#### Task description
The data below is to be set down exactly.

#### Input records
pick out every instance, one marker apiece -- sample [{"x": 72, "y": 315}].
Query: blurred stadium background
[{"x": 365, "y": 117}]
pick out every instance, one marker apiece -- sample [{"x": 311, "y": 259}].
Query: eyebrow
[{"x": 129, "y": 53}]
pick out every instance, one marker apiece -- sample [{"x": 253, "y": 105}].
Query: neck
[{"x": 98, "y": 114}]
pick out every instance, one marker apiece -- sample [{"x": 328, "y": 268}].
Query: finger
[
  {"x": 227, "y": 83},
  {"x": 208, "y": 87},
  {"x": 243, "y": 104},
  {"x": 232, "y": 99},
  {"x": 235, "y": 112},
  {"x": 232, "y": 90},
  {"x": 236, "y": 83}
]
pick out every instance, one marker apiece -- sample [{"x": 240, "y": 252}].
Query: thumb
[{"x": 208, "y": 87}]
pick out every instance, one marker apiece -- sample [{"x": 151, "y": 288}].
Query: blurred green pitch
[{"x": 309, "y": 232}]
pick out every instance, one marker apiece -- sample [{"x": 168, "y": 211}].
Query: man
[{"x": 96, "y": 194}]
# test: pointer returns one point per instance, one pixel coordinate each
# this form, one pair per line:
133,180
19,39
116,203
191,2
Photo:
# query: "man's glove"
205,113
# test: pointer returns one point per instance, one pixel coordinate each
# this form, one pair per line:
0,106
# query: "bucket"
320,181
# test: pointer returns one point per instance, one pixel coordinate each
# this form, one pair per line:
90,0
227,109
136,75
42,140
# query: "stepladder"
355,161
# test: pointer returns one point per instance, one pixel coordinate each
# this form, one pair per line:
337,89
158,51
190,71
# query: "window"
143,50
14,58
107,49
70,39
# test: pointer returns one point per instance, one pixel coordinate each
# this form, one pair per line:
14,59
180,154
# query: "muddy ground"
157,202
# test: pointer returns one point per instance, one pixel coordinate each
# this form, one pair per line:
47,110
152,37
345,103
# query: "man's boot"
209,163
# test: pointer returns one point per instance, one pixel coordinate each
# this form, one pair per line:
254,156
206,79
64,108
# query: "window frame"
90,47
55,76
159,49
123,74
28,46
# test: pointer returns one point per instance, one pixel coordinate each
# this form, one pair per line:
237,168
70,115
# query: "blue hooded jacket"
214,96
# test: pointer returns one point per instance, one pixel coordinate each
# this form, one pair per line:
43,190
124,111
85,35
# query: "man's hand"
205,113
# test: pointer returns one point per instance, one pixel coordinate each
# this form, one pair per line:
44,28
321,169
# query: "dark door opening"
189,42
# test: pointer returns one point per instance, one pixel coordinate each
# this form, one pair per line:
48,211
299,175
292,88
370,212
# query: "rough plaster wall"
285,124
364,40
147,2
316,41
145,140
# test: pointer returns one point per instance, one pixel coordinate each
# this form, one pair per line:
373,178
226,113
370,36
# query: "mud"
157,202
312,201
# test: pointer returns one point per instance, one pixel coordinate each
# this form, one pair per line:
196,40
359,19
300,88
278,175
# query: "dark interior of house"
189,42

#### Response to this task
pick out every instance, one marker apiece -- sample [{"x": 72, "y": 315}].
Query: blurred stadium background
[{"x": 365, "y": 117}]
pick out every instance, one marker apiece -- sample [{"x": 311, "y": 259}].
Query: eyebrow
[{"x": 129, "y": 53}]
pick out every instance, one marker apiece -- sample [{"x": 253, "y": 105}].
Query: neck
[{"x": 98, "y": 114}]
pick out every instance, one marker apiece -- sample [{"x": 328, "y": 268}].
Query: finger
[
  {"x": 227, "y": 83},
  {"x": 208, "y": 87},
  {"x": 243, "y": 104},
  {"x": 232, "y": 99},
  {"x": 235, "y": 112},
  {"x": 232, "y": 90},
  {"x": 236, "y": 83}
]
pick out every instance, one marker apiece -- sample [{"x": 240, "y": 252}].
Query: thumb
[{"x": 208, "y": 87}]
pick out every instance, one marker apiece -- sample [{"x": 151, "y": 288}].
Query: blurred green pitch
[{"x": 309, "y": 232}]
pick out every instance, one marker apiece -- sample [{"x": 168, "y": 211}].
Query: man
[{"x": 96, "y": 194}]
# test: pointer returns one point per instance, one pixel coordinate each
# this form, one pair per line:
133,180
19,39
116,203
191,2
Photo:
# query: "man's glove"
205,113
# test: pointer returns one point per instance, one pixel coordinate each
# this form, one pair per line:
0,106
# query: "bucket"
320,181
# test: pointer returns one point per instance, one pixel coordinate each
# this form, one pair per line:
90,0
227,109
136,75
42,140
# query: "stepladder"
355,161
# test: pointer returns one point per instance, one pixel coordinate each
# this form, one pair per line:
337,89
158,51
190,71
# query: "window"
143,50
14,58
107,49
70,39
# test: pointer returns one point per instance, one pixel coordinate each
# this form, one pair per line:
14,59
180,154
# query: "muddy ground"
157,202
# test: pointer returns one point per instance, one pixel coordinate each
# this form, one pair per line:
47,110
152,37
345,103
# query: "man's boot"
209,163
# test: pointer returns one point per instance, one pixel coordinate each
# this form, one pair per line:
254,156
206,79
64,108
# query: "window frame"
90,47
55,76
159,49
123,74
28,46
# test: pointer returns one point per instance, one pixel coordinate each
# this form, one pair per line:
237,168
70,115
# query: "blue hooded jacket"
214,96
# test: pointer returns one point per instance, one pixel coordinate each
# this form, one pair per line:
43,190
124,111
85,35
# query: "man's hand"
205,113
# test: pointer returns one point per instance, one pixel coordinate each
# this form, one pair per line:
44,28
321,169
# query: "dark door opening"
189,42
# test: pointer returns one point per instance, one pixel coordinate each
# this form, one pair per line:
48,211
299,175
292,88
370,212
# query: "rough plaster wall"
285,124
364,40
147,2
316,41
145,140
# test: pointer returns one point per instance, one pixel coordinate each
# this form, one pair per line:
373,178
226,113
370,36
# query: "mud"
157,202
312,201
# test: pointer returns one point per instance, one pixel coordinate each
# this form, one pair per line:
196,40
359,19
300,88
278,175
# query: "dark interior of house"
189,42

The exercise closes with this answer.